Saved entries:
----

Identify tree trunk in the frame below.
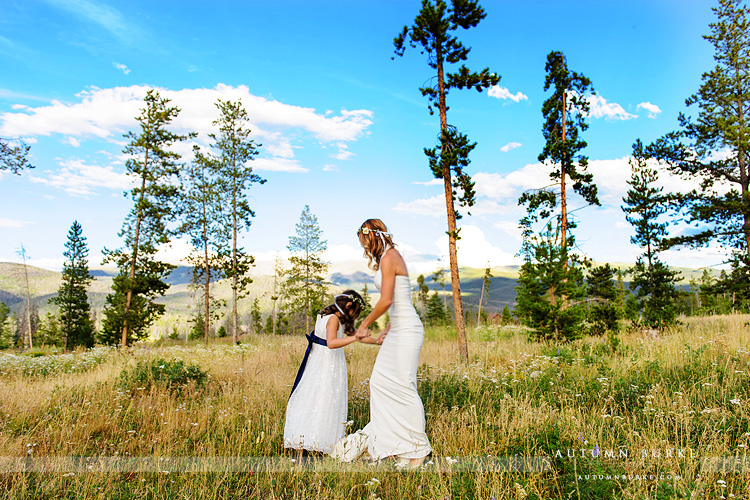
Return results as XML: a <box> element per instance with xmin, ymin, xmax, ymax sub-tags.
<box><xmin>436</xmin><ymin>45</ymin><xmax>468</xmax><ymax>364</ymax></box>
<box><xmin>559</xmin><ymin>88</ymin><xmax>569</xmax><ymax>313</ymax></box>
<box><xmin>122</xmin><ymin>158</ymin><xmax>148</xmax><ymax>348</ymax></box>
<box><xmin>476</xmin><ymin>282</ymin><xmax>484</xmax><ymax>325</ymax></box>
<box><xmin>305</xmin><ymin>247</ymin><xmax>310</xmax><ymax>334</ymax></box>
<box><xmin>21</xmin><ymin>250</ymin><xmax>32</xmax><ymax>349</ymax></box>
<box><xmin>737</xmin><ymin>92</ymin><xmax>750</xmax><ymax>257</ymax></box>
<box><xmin>232</xmin><ymin>177</ymin><xmax>238</xmax><ymax>345</ymax></box>
<box><xmin>204</xmin><ymin>199</ymin><xmax>210</xmax><ymax>345</ymax></box>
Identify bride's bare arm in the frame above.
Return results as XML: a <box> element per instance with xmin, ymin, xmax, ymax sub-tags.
<box><xmin>356</xmin><ymin>254</ymin><xmax>396</xmax><ymax>336</ymax></box>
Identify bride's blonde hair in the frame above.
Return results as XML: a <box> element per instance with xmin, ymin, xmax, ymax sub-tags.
<box><xmin>357</xmin><ymin>218</ymin><xmax>395</xmax><ymax>271</ymax></box>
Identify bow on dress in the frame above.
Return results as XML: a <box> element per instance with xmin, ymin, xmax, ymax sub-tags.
<box><xmin>289</xmin><ymin>330</ymin><xmax>327</xmax><ymax>397</ymax></box>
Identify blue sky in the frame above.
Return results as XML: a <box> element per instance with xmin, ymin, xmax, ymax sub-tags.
<box><xmin>0</xmin><ymin>0</ymin><xmax>725</xmax><ymax>274</ymax></box>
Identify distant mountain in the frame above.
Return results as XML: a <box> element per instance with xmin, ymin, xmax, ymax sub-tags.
<box><xmin>0</xmin><ymin>259</ymin><xmax>721</xmax><ymax>320</ymax></box>
<box><xmin>329</xmin><ymin>271</ymin><xmax>374</xmax><ymax>288</ymax></box>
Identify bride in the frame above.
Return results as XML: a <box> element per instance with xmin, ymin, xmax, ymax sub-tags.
<box><xmin>345</xmin><ymin>218</ymin><xmax>431</xmax><ymax>466</ymax></box>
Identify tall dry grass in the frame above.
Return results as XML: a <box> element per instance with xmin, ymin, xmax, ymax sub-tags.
<box><xmin>0</xmin><ymin>315</ymin><xmax>749</xmax><ymax>499</ymax></box>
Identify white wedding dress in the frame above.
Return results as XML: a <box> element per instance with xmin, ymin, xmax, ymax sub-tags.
<box><xmin>333</xmin><ymin>265</ymin><xmax>431</xmax><ymax>461</ymax></box>
<box><xmin>284</xmin><ymin>314</ymin><xmax>348</xmax><ymax>455</ymax></box>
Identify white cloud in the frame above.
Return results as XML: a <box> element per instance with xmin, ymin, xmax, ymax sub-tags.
<box><xmin>0</xmin><ymin>218</ymin><xmax>32</xmax><ymax>228</ymax></box>
<box><xmin>436</xmin><ymin>225</ymin><xmax>521</xmax><ymax>268</ymax></box>
<box><xmin>113</xmin><ymin>62</ymin><xmax>131</xmax><ymax>75</ymax></box>
<box><xmin>393</xmin><ymin>195</ymin><xmax>444</xmax><ymax>216</ymax></box>
<box><xmin>488</xmin><ymin>86</ymin><xmax>528</xmax><ymax>102</ymax></box>
<box><xmin>323</xmin><ymin>164</ymin><xmax>339</xmax><ymax>172</ymax></box>
<box><xmin>323</xmin><ymin>244</ymin><xmax>363</xmax><ymax>263</ymax></box>
<box><xmin>587</xmin><ymin>95</ymin><xmax>636</xmax><ymax>120</ymax></box>
<box><xmin>500</xmin><ymin>142</ymin><xmax>521</xmax><ymax>152</ymax></box>
<box><xmin>586</xmin><ymin>156</ymin><xmax>710</xmax><ymax>204</ymax></box>
<box><xmin>637</xmin><ymin>101</ymin><xmax>661</xmax><ymax>119</ymax></box>
<box><xmin>263</xmin><ymin>136</ymin><xmax>295</xmax><ymax>158</ymax></box>
<box><xmin>331</xmin><ymin>143</ymin><xmax>355</xmax><ymax>160</ymax></box>
<box><xmin>493</xmin><ymin>220</ymin><xmax>523</xmax><ymax>242</ymax></box>
<box><xmin>29</xmin><ymin>157</ymin><xmax>134</xmax><ymax>196</ymax></box>
<box><xmin>63</xmin><ymin>136</ymin><xmax>81</xmax><ymax>147</ymax></box>
<box><xmin>660</xmin><ymin>246</ymin><xmax>731</xmax><ymax>270</ymax></box>
<box><xmin>413</xmin><ymin>179</ymin><xmax>443</xmax><ymax>187</ymax></box>
<box><xmin>473</xmin><ymin>164</ymin><xmax>550</xmax><ymax>201</ymax></box>
<box><xmin>155</xmin><ymin>238</ymin><xmax>194</xmax><ymax>265</ymax></box>
<box><xmin>0</xmin><ymin>83</ymin><xmax>373</xmax><ymax>163</ymax></box>
<box><xmin>252</xmin><ymin>157</ymin><xmax>308</xmax><ymax>173</ymax></box>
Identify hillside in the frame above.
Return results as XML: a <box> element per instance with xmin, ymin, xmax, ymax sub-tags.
<box><xmin>0</xmin><ymin>259</ymin><xmax>720</xmax><ymax>333</ymax></box>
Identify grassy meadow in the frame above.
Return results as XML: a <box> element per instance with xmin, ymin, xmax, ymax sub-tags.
<box><xmin>1</xmin><ymin>315</ymin><xmax>750</xmax><ymax>499</ymax></box>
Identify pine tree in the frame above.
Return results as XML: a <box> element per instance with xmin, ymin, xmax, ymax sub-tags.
<box><xmin>189</xmin><ymin>313</ymin><xmax>206</xmax><ymax>341</ymax></box>
<box><xmin>519</xmin><ymin>51</ymin><xmax>598</xmax><ymax>311</ymax></box>
<box><xmin>50</xmin><ymin>221</ymin><xmax>95</xmax><ymax>350</ymax></box>
<box><xmin>250</xmin><ymin>298</ymin><xmax>263</xmax><ymax>335</ymax></box>
<box><xmin>0</xmin><ymin>137</ymin><xmax>33</xmax><ymax>174</ymax></box>
<box><xmin>210</xmin><ymin>100</ymin><xmax>266</xmax><ymax>345</ymax></box>
<box><xmin>16</xmin><ymin>245</ymin><xmax>33</xmax><ymax>349</ymax></box>
<box><xmin>394</xmin><ymin>0</ymin><xmax>500</xmax><ymax>364</ymax></box>
<box><xmin>263</xmin><ymin>314</ymin><xmax>274</xmax><ymax>334</ymax></box>
<box><xmin>501</xmin><ymin>304</ymin><xmax>512</xmax><ymax>325</ymax></box>
<box><xmin>270</xmin><ymin>255</ymin><xmax>284</xmax><ymax>335</ymax></box>
<box><xmin>476</xmin><ymin>264</ymin><xmax>493</xmax><ymax>324</ymax></box>
<box><xmin>101</xmin><ymin>89</ymin><xmax>192</xmax><ymax>347</ymax></box>
<box><xmin>514</xmin><ymin>223</ymin><xmax>587</xmax><ymax>341</ymax></box>
<box><xmin>0</xmin><ymin>302</ymin><xmax>12</xmax><ymax>349</ymax></box>
<box><xmin>425</xmin><ymin>291</ymin><xmax>447</xmax><ymax>326</ymax></box>
<box><xmin>282</xmin><ymin>205</ymin><xmax>329</xmax><ymax>334</ymax></box>
<box><xmin>586</xmin><ymin>264</ymin><xmax>619</xmax><ymax>335</ymax></box>
<box><xmin>415</xmin><ymin>274</ymin><xmax>429</xmax><ymax>315</ymax></box>
<box><xmin>647</xmin><ymin>0</ymin><xmax>750</xmax><ymax>303</ymax></box>
<box><xmin>179</xmin><ymin>146</ymin><xmax>225</xmax><ymax>345</ymax></box>
<box><xmin>522</xmin><ymin>51</ymin><xmax>598</xmax><ymax>247</ymax></box>
<box><xmin>622</xmin><ymin>141</ymin><xmax>681</xmax><ymax>328</ymax></box>
<box><xmin>36</xmin><ymin>313</ymin><xmax>62</xmax><ymax>348</ymax></box>
<box><xmin>432</xmin><ymin>264</ymin><xmax>448</xmax><ymax>310</ymax></box>
<box><xmin>358</xmin><ymin>282</ymin><xmax>377</xmax><ymax>329</ymax></box>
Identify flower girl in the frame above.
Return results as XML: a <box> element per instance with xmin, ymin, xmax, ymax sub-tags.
<box><xmin>283</xmin><ymin>290</ymin><xmax>385</xmax><ymax>457</ymax></box>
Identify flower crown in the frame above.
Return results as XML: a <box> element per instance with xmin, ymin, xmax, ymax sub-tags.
<box><xmin>335</xmin><ymin>293</ymin><xmax>364</xmax><ymax>308</ymax></box>
<box><xmin>357</xmin><ymin>227</ymin><xmax>392</xmax><ymax>238</ymax></box>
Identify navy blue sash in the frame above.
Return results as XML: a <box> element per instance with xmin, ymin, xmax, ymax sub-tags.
<box><xmin>290</xmin><ymin>330</ymin><xmax>328</xmax><ymax>397</ymax></box>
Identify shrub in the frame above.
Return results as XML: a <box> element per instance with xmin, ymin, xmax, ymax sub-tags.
<box><xmin>118</xmin><ymin>357</ymin><xmax>208</xmax><ymax>394</ymax></box>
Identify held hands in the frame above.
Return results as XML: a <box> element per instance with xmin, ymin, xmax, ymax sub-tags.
<box><xmin>355</xmin><ymin>326</ymin><xmax>370</xmax><ymax>341</ymax></box>
<box><xmin>376</xmin><ymin>324</ymin><xmax>390</xmax><ymax>345</ymax></box>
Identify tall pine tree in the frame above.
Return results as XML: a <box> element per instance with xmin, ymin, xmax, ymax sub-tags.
<box><xmin>210</xmin><ymin>100</ymin><xmax>265</xmax><ymax>344</ymax></box>
<box><xmin>393</xmin><ymin>0</ymin><xmax>500</xmax><ymax>363</ymax></box>
<box><xmin>101</xmin><ymin>89</ymin><xmax>192</xmax><ymax>346</ymax></box>
<box><xmin>520</xmin><ymin>51</ymin><xmax>598</xmax><ymax>253</ymax></box>
<box><xmin>647</xmin><ymin>0</ymin><xmax>750</xmax><ymax>305</ymax></box>
<box><xmin>50</xmin><ymin>221</ymin><xmax>95</xmax><ymax>350</ymax></box>
<box><xmin>179</xmin><ymin>146</ymin><xmax>225</xmax><ymax>344</ymax></box>
<box><xmin>622</xmin><ymin>141</ymin><xmax>681</xmax><ymax>328</ymax></box>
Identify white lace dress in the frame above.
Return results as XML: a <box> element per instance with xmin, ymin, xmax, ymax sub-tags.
<box><xmin>283</xmin><ymin>314</ymin><xmax>348</xmax><ymax>454</ymax></box>
<box><xmin>333</xmin><ymin>268</ymin><xmax>431</xmax><ymax>461</ymax></box>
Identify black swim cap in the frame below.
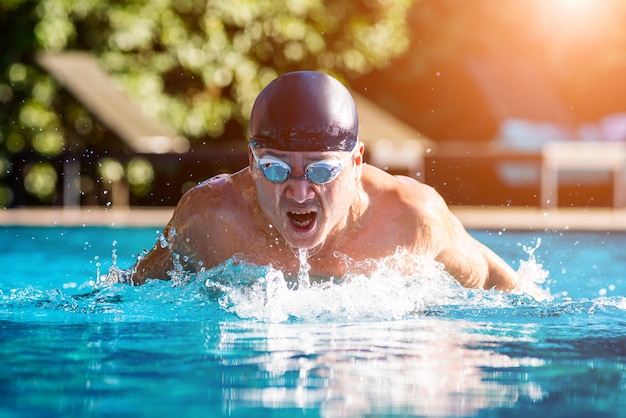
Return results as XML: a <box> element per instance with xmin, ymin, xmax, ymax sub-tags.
<box><xmin>249</xmin><ymin>71</ymin><xmax>358</xmax><ymax>152</ymax></box>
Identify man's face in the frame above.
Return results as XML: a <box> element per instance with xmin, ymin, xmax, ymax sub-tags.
<box><xmin>250</xmin><ymin>145</ymin><xmax>362</xmax><ymax>250</ymax></box>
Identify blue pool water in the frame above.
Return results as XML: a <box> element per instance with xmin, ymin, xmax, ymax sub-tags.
<box><xmin>1</xmin><ymin>225</ymin><xmax>625</xmax><ymax>417</ymax></box>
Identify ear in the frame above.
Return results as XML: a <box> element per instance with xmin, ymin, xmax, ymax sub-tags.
<box><xmin>355</xmin><ymin>141</ymin><xmax>364</xmax><ymax>166</ymax></box>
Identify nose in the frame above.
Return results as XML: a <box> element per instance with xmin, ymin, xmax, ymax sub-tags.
<box><xmin>286</xmin><ymin>177</ymin><xmax>315</xmax><ymax>203</ymax></box>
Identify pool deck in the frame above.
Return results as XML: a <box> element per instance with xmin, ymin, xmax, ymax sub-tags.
<box><xmin>1</xmin><ymin>206</ymin><xmax>626</xmax><ymax>231</ymax></box>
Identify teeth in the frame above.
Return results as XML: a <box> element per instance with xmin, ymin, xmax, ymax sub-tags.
<box><xmin>288</xmin><ymin>211</ymin><xmax>315</xmax><ymax>229</ymax></box>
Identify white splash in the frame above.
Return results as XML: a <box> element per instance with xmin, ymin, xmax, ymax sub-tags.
<box><xmin>203</xmin><ymin>249</ymin><xmax>467</xmax><ymax>323</ymax></box>
<box><xmin>296</xmin><ymin>248</ymin><xmax>311</xmax><ymax>290</ymax></box>
<box><xmin>198</xmin><ymin>243</ymin><xmax>554</xmax><ymax>323</ymax></box>
<box><xmin>515</xmin><ymin>238</ymin><xmax>551</xmax><ymax>301</ymax></box>
<box><xmin>94</xmin><ymin>235</ymin><xmax>553</xmax><ymax>322</ymax></box>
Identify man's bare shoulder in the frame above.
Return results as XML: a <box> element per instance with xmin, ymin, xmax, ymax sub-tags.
<box><xmin>362</xmin><ymin>165</ymin><xmax>447</xmax><ymax>213</ymax></box>
<box><xmin>171</xmin><ymin>168</ymin><xmax>255</xmax><ymax>226</ymax></box>
<box><xmin>358</xmin><ymin>165</ymin><xmax>451</xmax><ymax>253</ymax></box>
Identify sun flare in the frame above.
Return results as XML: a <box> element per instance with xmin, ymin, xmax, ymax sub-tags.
<box><xmin>538</xmin><ymin>0</ymin><xmax>605</xmax><ymax>22</ymax></box>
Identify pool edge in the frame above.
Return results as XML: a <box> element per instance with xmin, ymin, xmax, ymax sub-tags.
<box><xmin>0</xmin><ymin>207</ymin><xmax>173</xmax><ymax>227</ymax></box>
<box><xmin>1</xmin><ymin>206</ymin><xmax>626</xmax><ymax>231</ymax></box>
<box><xmin>453</xmin><ymin>206</ymin><xmax>626</xmax><ymax>231</ymax></box>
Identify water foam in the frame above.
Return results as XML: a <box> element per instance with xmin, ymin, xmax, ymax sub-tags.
<box><xmin>515</xmin><ymin>238</ymin><xmax>551</xmax><ymax>301</ymax></box>
<box><xmin>197</xmin><ymin>247</ymin><xmax>550</xmax><ymax>323</ymax></box>
<box><xmin>87</xmin><ymin>238</ymin><xmax>556</xmax><ymax>323</ymax></box>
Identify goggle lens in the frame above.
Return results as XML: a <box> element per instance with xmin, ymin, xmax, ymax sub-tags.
<box><xmin>306</xmin><ymin>162</ymin><xmax>341</xmax><ymax>184</ymax></box>
<box><xmin>252</xmin><ymin>148</ymin><xmax>354</xmax><ymax>185</ymax></box>
<box><xmin>257</xmin><ymin>157</ymin><xmax>291</xmax><ymax>183</ymax></box>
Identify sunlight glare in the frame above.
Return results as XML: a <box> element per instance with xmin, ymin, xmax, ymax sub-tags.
<box><xmin>533</xmin><ymin>0</ymin><xmax>614</xmax><ymax>42</ymax></box>
<box><xmin>555</xmin><ymin>0</ymin><xmax>596</xmax><ymax>14</ymax></box>
<box><xmin>539</xmin><ymin>0</ymin><xmax>603</xmax><ymax>22</ymax></box>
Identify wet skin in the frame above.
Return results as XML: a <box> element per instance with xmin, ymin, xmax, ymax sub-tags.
<box><xmin>130</xmin><ymin>144</ymin><xmax>518</xmax><ymax>291</ymax></box>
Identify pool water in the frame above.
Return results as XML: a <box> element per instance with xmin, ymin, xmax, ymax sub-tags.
<box><xmin>1</xmin><ymin>225</ymin><xmax>625</xmax><ymax>417</ymax></box>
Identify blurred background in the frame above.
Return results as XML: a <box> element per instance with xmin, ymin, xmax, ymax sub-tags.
<box><xmin>3</xmin><ymin>0</ymin><xmax>626</xmax><ymax>208</ymax></box>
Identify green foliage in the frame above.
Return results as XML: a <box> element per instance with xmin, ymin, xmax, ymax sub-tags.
<box><xmin>8</xmin><ymin>0</ymin><xmax>414</xmax><ymax>140</ymax></box>
<box><xmin>0</xmin><ymin>0</ymin><xmax>414</xmax><ymax>205</ymax></box>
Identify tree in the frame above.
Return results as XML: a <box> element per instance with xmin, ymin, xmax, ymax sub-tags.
<box><xmin>0</xmin><ymin>0</ymin><xmax>415</xmax><ymax>206</ymax></box>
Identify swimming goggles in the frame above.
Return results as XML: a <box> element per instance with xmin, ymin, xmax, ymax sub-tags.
<box><xmin>251</xmin><ymin>143</ymin><xmax>357</xmax><ymax>185</ymax></box>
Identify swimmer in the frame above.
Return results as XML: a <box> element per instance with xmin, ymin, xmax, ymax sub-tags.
<box><xmin>128</xmin><ymin>71</ymin><xmax>518</xmax><ymax>291</ymax></box>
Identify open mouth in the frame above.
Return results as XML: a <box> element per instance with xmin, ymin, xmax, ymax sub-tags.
<box><xmin>287</xmin><ymin>211</ymin><xmax>316</xmax><ymax>232</ymax></box>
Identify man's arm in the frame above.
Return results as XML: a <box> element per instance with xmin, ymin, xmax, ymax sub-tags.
<box><xmin>479</xmin><ymin>240</ymin><xmax>519</xmax><ymax>291</ymax></box>
<box><xmin>438</xmin><ymin>211</ymin><xmax>519</xmax><ymax>291</ymax></box>
<box><xmin>411</xmin><ymin>184</ymin><xmax>517</xmax><ymax>291</ymax></box>
<box><xmin>129</xmin><ymin>231</ymin><xmax>176</xmax><ymax>285</ymax></box>
<box><xmin>127</xmin><ymin>178</ymin><xmax>227</xmax><ymax>285</ymax></box>
<box><xmin>128</xmin><ymin>188</ymin><xmax>195</xmax><ymax>285</ymax></box>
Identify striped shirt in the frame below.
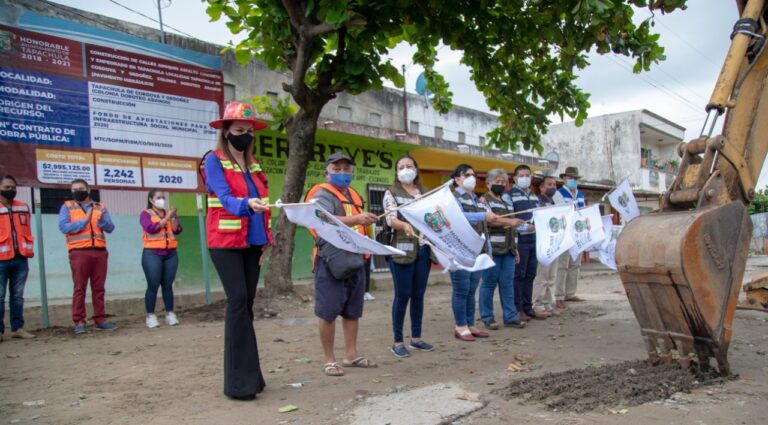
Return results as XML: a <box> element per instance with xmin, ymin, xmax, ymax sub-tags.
<box><xmin>507</xmin><ymin>185</ymin><xmax>539</xmax><ymax>241</ymax></box>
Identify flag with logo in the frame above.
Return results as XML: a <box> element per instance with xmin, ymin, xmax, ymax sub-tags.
<box><xmin>598</xmin><ymin>215</ymin><xmax>622</xmax><ymax>270</ymax></box>
<box><xmin>607</xmin><ymin>178</ymin><xmax>640</xmax><ymax>222</ymax></box>
<box><xmin>398</xmin><ymin>185</ymin><xmax>486</xmax><ymax>268</ymax></box>
<box><xmin>533</xmin><ymin>204</ymin><xmax>575</xmax><ymax>267</ymax></box>
<box><xmin>568</xmin><ymin>204</ymin><xmax>606</xmax><ymax>260</ymax></box>
<box><xmin>280</xmin><ymin>202</ymin><xmax>404</xmax><ymax>256</ymax></box>
<box><xmin>428</xmin><ymin>239</ymin><xmax>496</xmax><ymax>273</ymax></box>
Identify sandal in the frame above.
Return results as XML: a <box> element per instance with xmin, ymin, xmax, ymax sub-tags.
<box><xmin>323</xmin><ymin>362</ymin><xmax>344</xmax><ymax>376</ymax></box>
<box><xmin>341</xmin><ymin>357</ymin><xmax>378</xmax><ymax>368</ymax></box>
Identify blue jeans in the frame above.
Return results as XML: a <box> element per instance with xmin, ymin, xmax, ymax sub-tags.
<box><xmin>479</xmin><ymin>253</ymin><xmax>518</xmax><ymax>324</ymax></box>
<box><xmin>141</xmin><ymin>250</ymin><xmax>178</xmax><ymax>313</ymax></box>
<box><xmin>514</xmin><ymin>240</ymin><xmax>538</xmax><ymax>314</ymax></box>
<box><xmin>0</xmin><ymin>256</ymin><xmax>29</xmax><ymax>334</ymax></box>
<box><xmin>388</xmin><ymin>245</ymin><xmax>432</xmax><ymax>343</ymax></box>
<box><xmin>450</xmin><ymin>269</ymin><xmax>483</xmax><ymax>327</ymax></box>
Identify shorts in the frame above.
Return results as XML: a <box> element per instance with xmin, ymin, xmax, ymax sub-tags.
<box><xmin>314</xmin><ymin>259</ymin><xmax>366</xmax><ymax>320</ymax></box>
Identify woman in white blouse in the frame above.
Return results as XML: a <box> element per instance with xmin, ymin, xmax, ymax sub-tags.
<box><xmin>382</xmin><ymin>155</ymin><xmax>434</xmax><ymax>358</ymax></box>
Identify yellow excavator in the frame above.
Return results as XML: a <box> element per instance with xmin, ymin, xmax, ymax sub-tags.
<box><xmin>616</xmin><ymin>0</ymin><xmax>767</xmax><ymax>376</ymax></box>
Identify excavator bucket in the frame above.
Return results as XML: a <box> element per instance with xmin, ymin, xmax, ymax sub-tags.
<box><xmin>615</xmin><ymin>201</ymin><xmax>752</xmax><ymax>375</ymax></box>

----

TASK ITEM: Write only the number of lines above in which the word "excavator" is found.

RESPONSE TO THE EXERCISE: 2